◆ **Extract provided**
= = = = = = =
- Theatrical release poster
- Directed by: Gérard Krawczyk
- Written by: Luc Besson
- Produced by: Luc Besson; Michele Petin; Laurent Petin;
- Starring: Samy Naceri; Frédéric Diefenthal; Marion Cotillard; Emma Sjoberg; Bernard Farcy;
- Cinematography: Thierry Guilmaro
- Edited by: Thierry Hoss
- Music by: Olivier "Akos" Castelli; Al Khemya; IAM;
- Production companies: Leeloo Productions ARP Sélection TF1 Films Production Le Studio Canal+
- Distributed by: ARP Sélection
- Release date: 25 March 2000 (Marseille);
- Running time: 88 minutes
- Country: France
- Language: French
- Budget: $10.5 million
- Box office: $64.4 million

= Taxi 2 =

2000 French film by Gérard Krawczyk

Taxi 2 (Taxi Deux) is a 2000 French action comedy film directed by Gérard Krawczyk and released in March 2000. Starring Samy Naceri, Frédéric Diefenthal and Marion Cotillard, it is the second installment in the Taxi film series. It is a sequel to Taxi (1998), written by Luc Besson and directed by Gérard Pirès in 1999. It was followed by Taxi 3 (2003) in January 2003.
= = = = = = =
Stored data entries:
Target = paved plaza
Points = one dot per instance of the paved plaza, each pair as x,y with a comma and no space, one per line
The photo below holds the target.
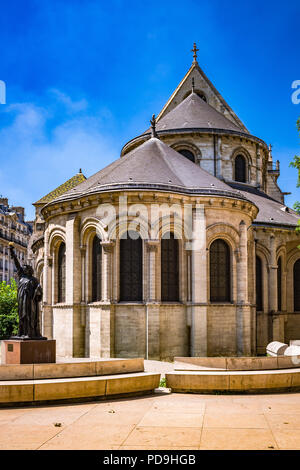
160,421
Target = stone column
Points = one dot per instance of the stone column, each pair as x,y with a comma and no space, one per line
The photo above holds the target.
152,339
273,276
106,312
83,273
199,283
243,311
258,165
73,313
106,270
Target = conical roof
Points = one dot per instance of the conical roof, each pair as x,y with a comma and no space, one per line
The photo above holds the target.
195,113
152,166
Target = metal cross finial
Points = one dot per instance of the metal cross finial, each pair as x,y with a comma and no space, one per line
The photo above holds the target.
195,50
193,85
153,126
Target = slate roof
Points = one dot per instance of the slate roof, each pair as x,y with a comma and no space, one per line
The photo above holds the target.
270,211
193,112
63,188
154,166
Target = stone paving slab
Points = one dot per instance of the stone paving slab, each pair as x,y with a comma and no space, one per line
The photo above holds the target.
162,421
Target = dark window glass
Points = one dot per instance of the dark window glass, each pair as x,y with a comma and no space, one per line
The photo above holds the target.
279,274
259,287
297,286
187,154
240,169
219,271
61,281
131,268
96,269
169,269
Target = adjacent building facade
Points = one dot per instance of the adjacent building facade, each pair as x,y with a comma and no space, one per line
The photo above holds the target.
13,228
183,246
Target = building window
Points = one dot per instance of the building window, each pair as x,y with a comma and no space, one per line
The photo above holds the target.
96,269
279,284
131,267
187,154
259,285
219,271
61,278
296,286
169,268
240,169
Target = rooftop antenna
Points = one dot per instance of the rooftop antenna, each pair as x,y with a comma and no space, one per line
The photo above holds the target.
153,126
195,50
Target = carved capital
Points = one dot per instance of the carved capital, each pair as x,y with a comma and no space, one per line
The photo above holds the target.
152,245
107,245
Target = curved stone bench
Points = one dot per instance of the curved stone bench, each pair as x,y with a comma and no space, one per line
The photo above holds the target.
234,381
44,390
236,363
80,368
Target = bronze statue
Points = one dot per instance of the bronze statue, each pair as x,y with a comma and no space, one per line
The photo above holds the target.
29,296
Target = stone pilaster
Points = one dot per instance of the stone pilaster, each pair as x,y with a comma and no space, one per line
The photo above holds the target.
73,284
243,311
106,270
273,276
83,273
199,284
152,308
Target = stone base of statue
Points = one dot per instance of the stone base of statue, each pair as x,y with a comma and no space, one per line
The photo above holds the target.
28,351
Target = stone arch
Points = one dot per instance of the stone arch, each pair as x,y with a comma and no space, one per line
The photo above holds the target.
292,257
244,152
56,236
89,227
230,235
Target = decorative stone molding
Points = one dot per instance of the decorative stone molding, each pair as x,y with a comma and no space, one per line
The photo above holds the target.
107,245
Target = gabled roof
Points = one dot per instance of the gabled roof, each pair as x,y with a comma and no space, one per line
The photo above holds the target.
63,188
201,80
152,166
193,112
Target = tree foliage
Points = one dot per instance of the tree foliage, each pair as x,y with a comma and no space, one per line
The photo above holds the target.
9,319
295,163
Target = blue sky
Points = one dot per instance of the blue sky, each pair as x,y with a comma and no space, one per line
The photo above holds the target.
84,77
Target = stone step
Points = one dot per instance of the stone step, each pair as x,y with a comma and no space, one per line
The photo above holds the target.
234,381
71,368
236,363
34,391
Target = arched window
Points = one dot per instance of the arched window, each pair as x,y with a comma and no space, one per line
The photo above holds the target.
220,271
297,286
131,267
96,269
169,268
259,285
61,273
279,274
187,154
240,169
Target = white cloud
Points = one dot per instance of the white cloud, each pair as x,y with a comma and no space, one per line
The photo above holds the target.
37,155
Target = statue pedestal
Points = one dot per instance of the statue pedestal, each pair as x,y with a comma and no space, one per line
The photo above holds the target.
29,351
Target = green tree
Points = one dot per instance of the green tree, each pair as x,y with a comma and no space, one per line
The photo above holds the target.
295,163
9,319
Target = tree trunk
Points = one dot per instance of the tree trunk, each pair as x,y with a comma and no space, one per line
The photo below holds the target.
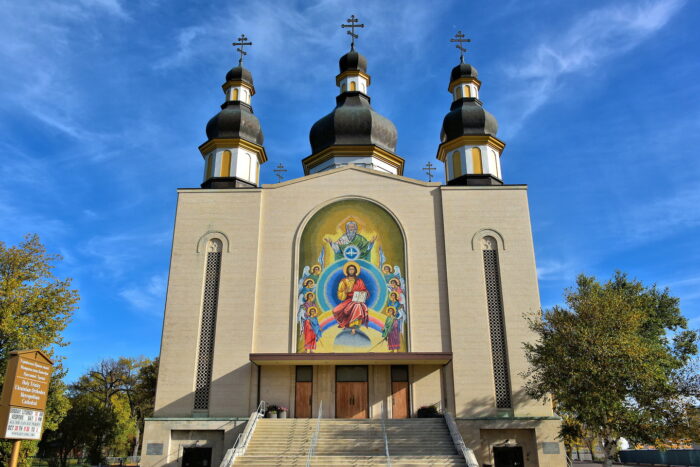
136,445
608,446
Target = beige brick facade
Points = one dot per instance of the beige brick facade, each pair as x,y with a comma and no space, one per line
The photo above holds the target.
260,230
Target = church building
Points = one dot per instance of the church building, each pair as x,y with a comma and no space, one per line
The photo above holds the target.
353,300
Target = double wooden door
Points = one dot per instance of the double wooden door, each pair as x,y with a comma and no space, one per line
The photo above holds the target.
508,456
351,400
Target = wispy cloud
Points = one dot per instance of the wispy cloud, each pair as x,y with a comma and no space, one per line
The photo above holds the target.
598,36
148,297
662,217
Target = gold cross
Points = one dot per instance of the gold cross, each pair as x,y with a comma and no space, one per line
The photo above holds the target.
352,20
429,168
279,171
459,39
242,41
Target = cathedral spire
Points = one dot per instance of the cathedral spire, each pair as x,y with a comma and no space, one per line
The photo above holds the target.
353,133
469,148
234,148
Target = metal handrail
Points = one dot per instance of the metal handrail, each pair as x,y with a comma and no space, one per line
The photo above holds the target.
462,448
386,440
314,436
242,440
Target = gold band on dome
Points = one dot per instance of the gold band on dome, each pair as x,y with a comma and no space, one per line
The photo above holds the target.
345,74
469,140
454,83
227,143
369,150
230,84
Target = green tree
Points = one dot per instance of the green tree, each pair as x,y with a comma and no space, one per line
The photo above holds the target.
35,308
615,359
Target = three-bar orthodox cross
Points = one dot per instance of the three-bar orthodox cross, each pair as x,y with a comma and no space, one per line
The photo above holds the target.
428,169
242,41
459,39
279,171
353,24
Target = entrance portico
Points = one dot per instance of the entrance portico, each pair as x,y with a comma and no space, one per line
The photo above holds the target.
352,385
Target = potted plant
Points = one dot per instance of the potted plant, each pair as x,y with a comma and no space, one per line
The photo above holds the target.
271,411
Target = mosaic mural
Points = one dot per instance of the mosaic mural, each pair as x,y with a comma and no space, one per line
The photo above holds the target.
352,286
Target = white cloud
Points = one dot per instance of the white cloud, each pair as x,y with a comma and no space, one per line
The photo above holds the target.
148,297
595,37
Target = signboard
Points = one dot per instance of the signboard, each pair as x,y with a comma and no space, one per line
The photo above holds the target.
24,423
24,394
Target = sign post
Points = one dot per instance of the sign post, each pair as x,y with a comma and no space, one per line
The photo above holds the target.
23,398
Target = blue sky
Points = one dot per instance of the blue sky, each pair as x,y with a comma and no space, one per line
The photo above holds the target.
104,102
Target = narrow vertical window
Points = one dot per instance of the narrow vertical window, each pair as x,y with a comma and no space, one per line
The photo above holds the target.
207,166
499,352
205,358
476,161
456,164
226,164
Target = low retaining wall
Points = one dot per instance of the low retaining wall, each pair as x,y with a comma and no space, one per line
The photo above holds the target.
668,457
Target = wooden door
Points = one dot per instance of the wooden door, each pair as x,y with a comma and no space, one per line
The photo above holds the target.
302,400
351,400
399,399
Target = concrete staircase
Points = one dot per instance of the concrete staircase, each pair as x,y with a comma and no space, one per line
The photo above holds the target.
412,442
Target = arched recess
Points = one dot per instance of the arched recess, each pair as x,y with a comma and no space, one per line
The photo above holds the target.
342,233
456,164
209,235
486,233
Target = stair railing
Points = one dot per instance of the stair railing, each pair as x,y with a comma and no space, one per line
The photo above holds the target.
462,448
314,436
243,438
386,439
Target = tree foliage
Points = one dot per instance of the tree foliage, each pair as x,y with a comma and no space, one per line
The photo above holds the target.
35,308
615,358
109,404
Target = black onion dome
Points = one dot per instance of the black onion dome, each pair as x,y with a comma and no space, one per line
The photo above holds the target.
236,120
353,122
463,70
353,61
240,74
468,117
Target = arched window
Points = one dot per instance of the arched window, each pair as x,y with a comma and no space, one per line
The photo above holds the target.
207,329
476,161
494,302
226,164
456,164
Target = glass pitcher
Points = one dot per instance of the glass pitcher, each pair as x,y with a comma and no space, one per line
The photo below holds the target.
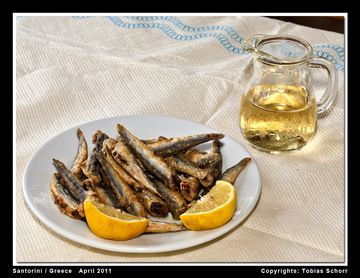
278,110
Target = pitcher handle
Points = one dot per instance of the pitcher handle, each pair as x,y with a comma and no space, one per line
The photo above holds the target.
332,86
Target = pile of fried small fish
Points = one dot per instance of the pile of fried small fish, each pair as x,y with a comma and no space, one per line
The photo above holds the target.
141,177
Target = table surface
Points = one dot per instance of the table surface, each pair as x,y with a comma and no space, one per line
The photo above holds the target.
72,70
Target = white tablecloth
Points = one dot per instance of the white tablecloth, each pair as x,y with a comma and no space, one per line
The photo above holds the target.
72,70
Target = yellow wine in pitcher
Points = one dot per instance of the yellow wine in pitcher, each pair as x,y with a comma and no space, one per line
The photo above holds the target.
278,117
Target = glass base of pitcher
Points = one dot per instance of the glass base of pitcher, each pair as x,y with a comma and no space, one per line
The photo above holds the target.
275,147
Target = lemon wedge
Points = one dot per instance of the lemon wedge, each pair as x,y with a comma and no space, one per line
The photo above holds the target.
213,210
110,223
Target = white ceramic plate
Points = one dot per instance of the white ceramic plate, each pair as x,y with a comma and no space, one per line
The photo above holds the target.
64,146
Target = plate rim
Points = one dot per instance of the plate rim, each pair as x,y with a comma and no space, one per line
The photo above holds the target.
131,249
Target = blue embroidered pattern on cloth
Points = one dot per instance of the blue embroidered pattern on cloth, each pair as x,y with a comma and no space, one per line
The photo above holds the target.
225,35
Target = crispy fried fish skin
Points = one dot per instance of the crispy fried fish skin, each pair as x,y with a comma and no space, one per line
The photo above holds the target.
184,166
178,144
163,227
123,174
124,157
233,172
72,183
151,162
172,198
81,155
217,166
189,188
154,205
63,199
201,159
155,140
106,195
121,189
92,166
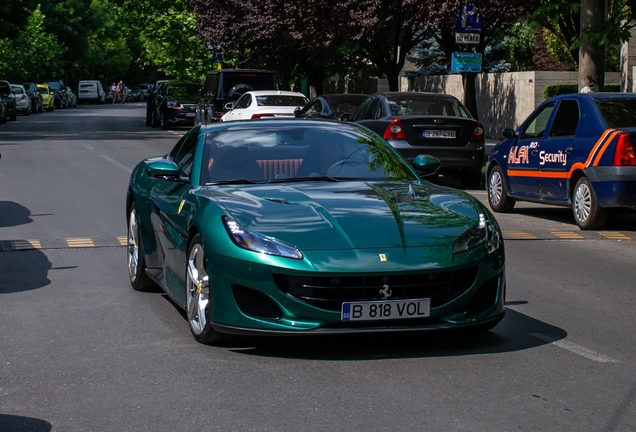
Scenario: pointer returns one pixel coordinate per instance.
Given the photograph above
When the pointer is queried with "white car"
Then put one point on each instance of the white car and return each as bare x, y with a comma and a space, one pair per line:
264, 104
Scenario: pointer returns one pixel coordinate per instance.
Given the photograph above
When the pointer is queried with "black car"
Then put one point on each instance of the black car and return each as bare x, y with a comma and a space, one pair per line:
228, 85
331, 106
6, 94
175, 104
59, 90
150, 101
36, 97
435, 124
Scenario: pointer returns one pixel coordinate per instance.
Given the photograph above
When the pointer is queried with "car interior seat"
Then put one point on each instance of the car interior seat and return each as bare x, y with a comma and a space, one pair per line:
325, 149
231, 163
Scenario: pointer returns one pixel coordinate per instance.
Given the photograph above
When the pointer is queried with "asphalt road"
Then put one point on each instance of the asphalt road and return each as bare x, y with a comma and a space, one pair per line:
81, 351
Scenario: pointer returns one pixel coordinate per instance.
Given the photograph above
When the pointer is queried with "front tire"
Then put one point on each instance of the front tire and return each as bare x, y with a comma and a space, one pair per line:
199, 299
139, 280
498, 193
588, 214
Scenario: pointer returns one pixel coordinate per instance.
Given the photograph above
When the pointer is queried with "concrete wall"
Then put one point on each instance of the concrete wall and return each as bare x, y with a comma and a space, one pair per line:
504, 100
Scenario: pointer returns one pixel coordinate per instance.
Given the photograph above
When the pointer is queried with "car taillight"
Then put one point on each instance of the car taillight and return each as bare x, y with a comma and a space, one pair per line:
394, 130
478, 133
624, 152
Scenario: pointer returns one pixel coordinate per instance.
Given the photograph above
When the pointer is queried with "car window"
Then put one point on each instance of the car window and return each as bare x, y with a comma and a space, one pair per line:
566, 119
618, 112
183, 152
244, 101
280, 100
536, 125
375, 110
361, 111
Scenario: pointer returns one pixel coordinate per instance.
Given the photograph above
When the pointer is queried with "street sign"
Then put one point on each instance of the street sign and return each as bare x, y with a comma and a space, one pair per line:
468, 20
466, 62
467, 38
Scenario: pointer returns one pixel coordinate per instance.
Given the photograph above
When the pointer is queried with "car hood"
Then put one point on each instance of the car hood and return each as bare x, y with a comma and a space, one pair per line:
350, 215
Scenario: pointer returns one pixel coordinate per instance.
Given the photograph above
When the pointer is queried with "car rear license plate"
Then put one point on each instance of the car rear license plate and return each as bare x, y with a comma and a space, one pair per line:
385, 309
439, 134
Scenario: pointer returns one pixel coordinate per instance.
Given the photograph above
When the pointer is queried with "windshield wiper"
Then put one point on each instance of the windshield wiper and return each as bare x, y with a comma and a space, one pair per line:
309, 178
234, 181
= = = = = = =
◆ **Work task 1**
Summarize the text on the film Taxi 2 in two sentences.
◆ **Work task 2**
Pick up the text on the film Taxi 2 after its last sentence and continue it.

◆ **Answer 1**
Taxi 2 is a 2000 French action comedy directed by Gérard Krawczyk, written by Luc Besson, and starring Samy Naceri, Frédéric Diefenthal and Marion Cotillard. The second installment in the Taxi film series, it runs 88 minutes, had a budget of $10.5 million, took in $64.4 million at the box office, and was followed by Taxi 3 in 2003.

◆ **Answer 2**
A video game adaptation was released by Ubi Soft, also in 2000.

==Plot==
A Japanese minister of defence is traveling to Paris to sign a weapons contract between Japan and France, but first, he is visiting Marseille to view and rate the city police's anti gang tactics (using fake attacks on him).

During the visit, however, he is kidnapped by a group working for the Japanese yakuza. Emilien (Frédéric Diefenthal) is determined to rescue the minister and detective Petra (Emma Sjöberg), his girlfriend who was also kidnapped, and restore the honour of his department. Once again, speed demon taxi driver Daniel (Samy Naceri) is called upon to save the day with his high speed driving skills.

Also with the Peugeot, the Mitsubishi Lancer Evolution VI is also featured as a star car driven by the yakuza.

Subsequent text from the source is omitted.